(Dataset excerpt)
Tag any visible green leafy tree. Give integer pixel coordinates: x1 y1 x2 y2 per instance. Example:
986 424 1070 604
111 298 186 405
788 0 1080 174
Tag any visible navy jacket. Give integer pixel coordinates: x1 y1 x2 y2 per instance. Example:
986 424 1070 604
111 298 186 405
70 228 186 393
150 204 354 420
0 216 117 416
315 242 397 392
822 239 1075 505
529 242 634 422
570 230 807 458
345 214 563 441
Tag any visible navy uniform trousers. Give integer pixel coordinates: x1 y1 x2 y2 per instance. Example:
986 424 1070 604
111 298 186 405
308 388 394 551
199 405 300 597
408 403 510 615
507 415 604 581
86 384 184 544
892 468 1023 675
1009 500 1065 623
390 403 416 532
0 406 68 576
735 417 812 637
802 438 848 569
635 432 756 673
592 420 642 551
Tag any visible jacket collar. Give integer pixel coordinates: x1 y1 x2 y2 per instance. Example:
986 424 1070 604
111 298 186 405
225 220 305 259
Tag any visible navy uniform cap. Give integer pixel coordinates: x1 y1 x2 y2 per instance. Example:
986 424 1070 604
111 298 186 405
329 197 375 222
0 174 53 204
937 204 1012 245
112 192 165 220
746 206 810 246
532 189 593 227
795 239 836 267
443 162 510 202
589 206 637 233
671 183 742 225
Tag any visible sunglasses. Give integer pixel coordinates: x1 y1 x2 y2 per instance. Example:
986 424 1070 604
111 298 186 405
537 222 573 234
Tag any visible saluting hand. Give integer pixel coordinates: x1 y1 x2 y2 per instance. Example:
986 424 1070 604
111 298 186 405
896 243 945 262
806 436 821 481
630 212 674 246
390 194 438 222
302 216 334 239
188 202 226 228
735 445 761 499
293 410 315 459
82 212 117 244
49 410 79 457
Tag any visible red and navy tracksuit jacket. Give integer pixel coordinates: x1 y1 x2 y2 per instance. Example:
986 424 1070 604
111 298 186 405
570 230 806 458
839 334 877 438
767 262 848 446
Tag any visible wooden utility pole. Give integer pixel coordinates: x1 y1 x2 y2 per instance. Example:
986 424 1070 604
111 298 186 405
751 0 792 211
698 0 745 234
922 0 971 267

→ Work instructions: Convert all of the data above into a numbered list, one entry per line, with no blank lines.

→ Solved problem:
1. Tag any visible green leafy tree. Give integer pixel coordinates: x1 y1 x2 y2 per instance. Example:
2. 986 424 1070 604
3. 111 298 186 405
4. 788 0 1080 174
5. Tag any visible navy jacket. Give integer pixel coordinates: x1 y1 x2 y2 per instance. Example:
6. 986 424 1070 604
7. 111 298 186 405
8. 70 228 186 393
9. 150 204 354 420
10. 0 216 117 416
11. 315 242 397 392
12. 822 239 1075 505
13. 529 242 634 422
14. 570 230 807 458
15. 345 214 563 441
16. Tag any visible navy uniform trousers. Give integer pixel coordinates: x1 y1 x2 y2 per instance. Example:
17. 986 424 1070 604
18. 111 298 186 405
19. 308 388 394 551
20. 199 405 300 597
21. 408 403 510 615
22. 507 415 604 581
23. 86 384 184 544
24. 892 468 1023 675
25. 1009 500 1065 623
26. 390 403 416 532
27. 0 406 68 576
28. 735 417 812 637
29. 802 438 848 569
30. 635 432 756 673
31. 592 420 642 551
32. Tag any visible jacket collar. Give integer pixel coordinates: x1 y1 x2 y2 per instance. Example:
33. 986 424 1070 604
34. 111 298 186 405
35. 225 220 305 259
36. Tag any visible navy uniform cap. Give integer pixel coordinates: x1 y1 x2 y2 per instance. Example:
37. 986 424 1070 604
38. 111 298 186 405
39. 329 197 375 222
40. 0 174 53 204
41. 937 204 1012 245
42. 112 192 165 220
43. 746 206 810 246
44. 532 189 593 227
45. 795 239 836 267
46. 443 162 510 202
47. 589 206 637 233
48. 671 183 742 225
49. Tag any visible sunglasses. Give integer pixel coordinates: x1 y1 x2 y2 per instance. Example:
50. 986 424 1070 604
51. 111 298 186 405
52. 537 222 573 234
53. Tag any visible saluting hand. Give integer pixel coordinates: x1 y1 x2 y2 per instance. Example:
54. 986 424 1070 604
55. 111 298 186 405
56. 896 243 945 262
57. 806 436 821 481
58. 630 212 674 246
59. 390 194 438 222
60. 302 216 334 239
61. 188 202 226 228
62. 735 445 761 499
63. 293 410 315 459
64. 82 212 117 244
65. 49 410 79 457
66. Tag any visible red and navy tracksuit jacket. Give integer pixel coordinates: x1 y1 x2 y2 per instance. Example:
67. 986 424 1070 604
68. 111 298 186 405
69. 570 230 806 458
70. 839 334 877 438
71. 767 262 848 446
72. Tag any visible wooden utility pole. Give integer pixel coordinates: x1 y1 x2 y2 per instance. Example:
73. 986 424 1070 604
74. 111 298 186 405
75. 751 0 792 211
76. 698 0 745 234
77. 922 0 971 267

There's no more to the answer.